start ENTRIES
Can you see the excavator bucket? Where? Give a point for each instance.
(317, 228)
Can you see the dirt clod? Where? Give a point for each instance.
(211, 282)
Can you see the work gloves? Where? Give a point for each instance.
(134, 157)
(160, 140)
end ENTRIES
start ENTRIES
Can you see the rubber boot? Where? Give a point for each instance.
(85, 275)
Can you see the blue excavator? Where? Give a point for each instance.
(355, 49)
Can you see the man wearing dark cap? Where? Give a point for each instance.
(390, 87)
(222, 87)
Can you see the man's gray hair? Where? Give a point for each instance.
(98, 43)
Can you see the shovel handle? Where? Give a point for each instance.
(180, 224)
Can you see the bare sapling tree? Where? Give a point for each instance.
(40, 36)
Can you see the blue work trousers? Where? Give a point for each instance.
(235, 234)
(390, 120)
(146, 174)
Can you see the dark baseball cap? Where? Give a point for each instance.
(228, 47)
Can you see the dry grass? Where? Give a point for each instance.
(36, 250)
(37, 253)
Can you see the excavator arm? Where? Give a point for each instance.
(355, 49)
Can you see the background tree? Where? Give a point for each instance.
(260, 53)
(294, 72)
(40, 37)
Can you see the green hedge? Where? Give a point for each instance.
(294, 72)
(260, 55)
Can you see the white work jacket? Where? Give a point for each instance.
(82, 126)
end ENTRIES
start ENTRIES
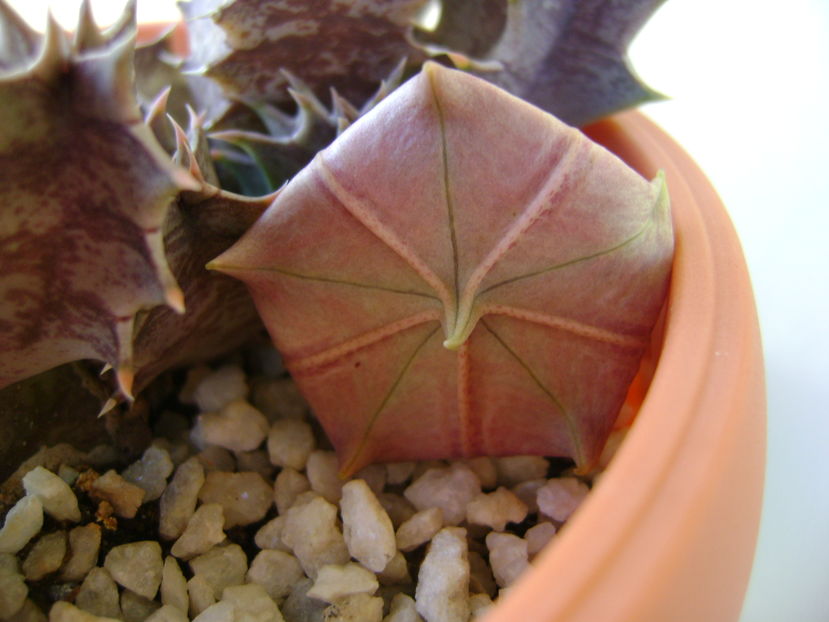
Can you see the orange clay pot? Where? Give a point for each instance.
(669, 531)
end ENTRIES
**AIM:** Pull out every line from the data above that contains the word "work".

**SOLUTION FOR THIS EXERCISE:**
Can you see the work gloves? Where? Give a point for each instance.
Can you see the blue work trousers? Where? Give a point for each instance.
Can you see the white work jacket? Where? Give a point for each instance.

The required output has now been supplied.